- EXERCISE SET:
(1) In the Cytosponge study summary, condense the paragraph that begins "Early detection and treatment of esophageal cancer" into a bulleted list that keeps its main facts.
(2) Resume the Cytosponge study summary after its final heading, "What Did the Researchers Do and Find?"

- SELECTED PASSAGE:
____________
Why Was This Study Done?
Early detection and treatment of esophageal cancer increases an affected individual's chances of survival. Thus, experts recommend that people with multiple risk factors for Barrett's esophagus undergo endoscopic screening—a procedure that uses a small camera attached to a long flexible tube to look for esophageal abnormalities. Once diagnosed, patients with Barrett's esophagus generally enter an endoscopic surveillance program so that dysplastic cells can be identified as soon as they appear and removed using endoscopic surgery or “radiofrequency ablation” to prevent cancer development. However, although endoscopic screening of everyone with reflux symptoms for Barrett's esophagus could potentially reduce deaths from esophageal cancer, such screening is not affordable for most health care systems. In this case–control study, the researchers investigate whether a cell sampling device called the Cytosponge coupled with immunohistochemical staining for Trefoil Factor 3 (TFF3, a biomarker of Barrett's esophagus) can be used to identify individuals who warrant endoscopic investigation. A case–control study compares the characteristics of patients with and without a specific disease. The Cytosponge is a small capsule-encased sponge that is attached to a string. The capsule rapidly dissolves in the stomach after being swallowed, and the sponge collects esophageal cells for TFF3 staining when it is retrieved by pulling on the string.
What Did the Researchers Do and Find?
____________
Saved entries
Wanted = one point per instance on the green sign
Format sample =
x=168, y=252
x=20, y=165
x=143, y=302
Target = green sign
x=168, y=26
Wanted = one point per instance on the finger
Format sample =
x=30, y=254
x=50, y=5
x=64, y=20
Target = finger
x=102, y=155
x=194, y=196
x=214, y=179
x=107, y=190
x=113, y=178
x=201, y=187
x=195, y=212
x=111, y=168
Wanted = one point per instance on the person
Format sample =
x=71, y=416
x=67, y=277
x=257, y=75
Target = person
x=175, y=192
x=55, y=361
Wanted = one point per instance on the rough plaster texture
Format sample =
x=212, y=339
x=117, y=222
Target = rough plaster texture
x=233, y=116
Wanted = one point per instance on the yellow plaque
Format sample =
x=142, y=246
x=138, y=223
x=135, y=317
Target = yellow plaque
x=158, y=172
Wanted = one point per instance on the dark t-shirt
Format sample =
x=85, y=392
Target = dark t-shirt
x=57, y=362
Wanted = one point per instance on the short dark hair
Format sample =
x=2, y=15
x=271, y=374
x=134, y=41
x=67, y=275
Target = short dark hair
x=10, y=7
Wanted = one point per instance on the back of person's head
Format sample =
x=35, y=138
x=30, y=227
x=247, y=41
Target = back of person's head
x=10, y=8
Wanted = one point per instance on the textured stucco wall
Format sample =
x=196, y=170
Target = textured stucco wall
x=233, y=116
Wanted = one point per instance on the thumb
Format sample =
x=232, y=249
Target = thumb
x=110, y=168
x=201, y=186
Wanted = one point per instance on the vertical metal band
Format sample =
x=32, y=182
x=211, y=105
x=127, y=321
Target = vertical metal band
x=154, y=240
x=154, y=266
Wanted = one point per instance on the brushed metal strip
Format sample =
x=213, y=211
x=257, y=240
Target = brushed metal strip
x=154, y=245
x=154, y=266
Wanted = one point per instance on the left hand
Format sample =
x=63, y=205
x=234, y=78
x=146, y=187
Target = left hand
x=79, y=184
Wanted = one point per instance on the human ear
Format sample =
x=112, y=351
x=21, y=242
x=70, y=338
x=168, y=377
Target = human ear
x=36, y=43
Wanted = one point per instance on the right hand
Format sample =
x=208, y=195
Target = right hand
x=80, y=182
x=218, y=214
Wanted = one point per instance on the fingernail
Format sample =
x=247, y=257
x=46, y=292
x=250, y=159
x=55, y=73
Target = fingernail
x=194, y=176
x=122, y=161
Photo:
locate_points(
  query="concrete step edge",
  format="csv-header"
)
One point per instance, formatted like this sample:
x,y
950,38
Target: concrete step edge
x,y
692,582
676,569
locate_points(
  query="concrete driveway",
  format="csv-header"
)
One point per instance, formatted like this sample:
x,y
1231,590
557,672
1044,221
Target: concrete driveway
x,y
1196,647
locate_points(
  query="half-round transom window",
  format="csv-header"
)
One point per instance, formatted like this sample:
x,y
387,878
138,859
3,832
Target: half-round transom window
____________
- OUTPUTS IN ORDER:
(1)
- Detecting and treating esophageal cancer early improves survival.
- People with multiple risk factors for Barrett's esophagus are advised to have endoscopic screening, in which a small camera on a long flexible tube looks for esophageal abnormalities.
- Once diagnosed, patients with Barrett's esophagus usually enter endoscopic surveillance. Any dysplastic cells can then be found early and removed by endoscopic surgery or radiofrequency ablation to prevent cancer.
- Endoscopic screening of everyone with reflux symptoms might reduce esophageal cancer deaths, but most health care systems cannot afford it.
- This case–control study tests whether the Cytosponge, combined with immunohistochemical staining for the Barrett's esophagus biomarker Trefoil Factor 3 (TFF3), can identify individuals who warrant endoscopic investigation.
- A case–control study compares the characteristics of patients with and without a specific disease.
- The Cytosponge is a small sponge encased in a capsule and attached to a string. After it is swallowed, the capsule dissolves in the stomach. When the sponge is pulled back up by the string, it collects esophageal cells for TFF3 staining.

(2)
The researchers enrolled 463 individuals attending 11 UK hospitals for investigational endoscopy for dyspepsia and reflux symptoms as controls, and 647 patients with Barrett's esophagus who were attending hospital for monitoring endoscopy. Before undergoing endoscopy, the study participants swallowed a Cytosponge so that the researchers could evaluate the safety, acceptability, and accuracy of the Cytosponge-TFF3 test for the diagnosis of Barrett's esophagus compared with endoscopy. Nearly 94% of the participants swallowed the Cytosponge successfully, there were no adverse effects attributed to the device, and those participants that swallowed the device generally rated the experience as acceptable. The overall sensitivity of the Cytosponge-TFF3 test (its ability to detect true positives) was 79.9%. That is, 79.9% of the individuals with endoscopically diagnosed Barrett's esophagus were identified as having the condition using the new test. The sensitivity of the test was greater among patients who had a longer length of affected esophagus and importantly was not reduced in patients with dysplasia. Compared to endoscopy, the specificity of the Cytosponge-TFF3 test (its ability to detect true negatives) was 92.4%. That is, 92.4% of people unaffected by Barrett's esophagus were correctly identified as being unaffected.
What Do These Findings Mean?
The case–control design of this study means that its results are not generalizable to a primary care population. Also, the study used only a single measure of the acceptability of the Cytosponge-TFF3 test, Nevertheless, these findings indicate that this minimally invasive test for Barrett's esophagus is safe and acceptable, and that its accuracy is similar to that of colorectal cancer and cervical cancer screening tests. The Cytosponge-TFF3 test might, therefore, provide a simple, inexpensive way to identify those patients with reflux symptoms who warrant endoscopy to diagnose Barrett's esophagus, although randomized controlled trials of the test are needed before its routine clinical implementation. Moreover, because most people with Barrett's esophagus never develop esophageal cancer, additional biomarkers ideally need to be added to the test before its routine implementation to identify those individuals who have the greatest risk of esophageal cancer, and thereby avoid overtreatment of Barrett's esophagus.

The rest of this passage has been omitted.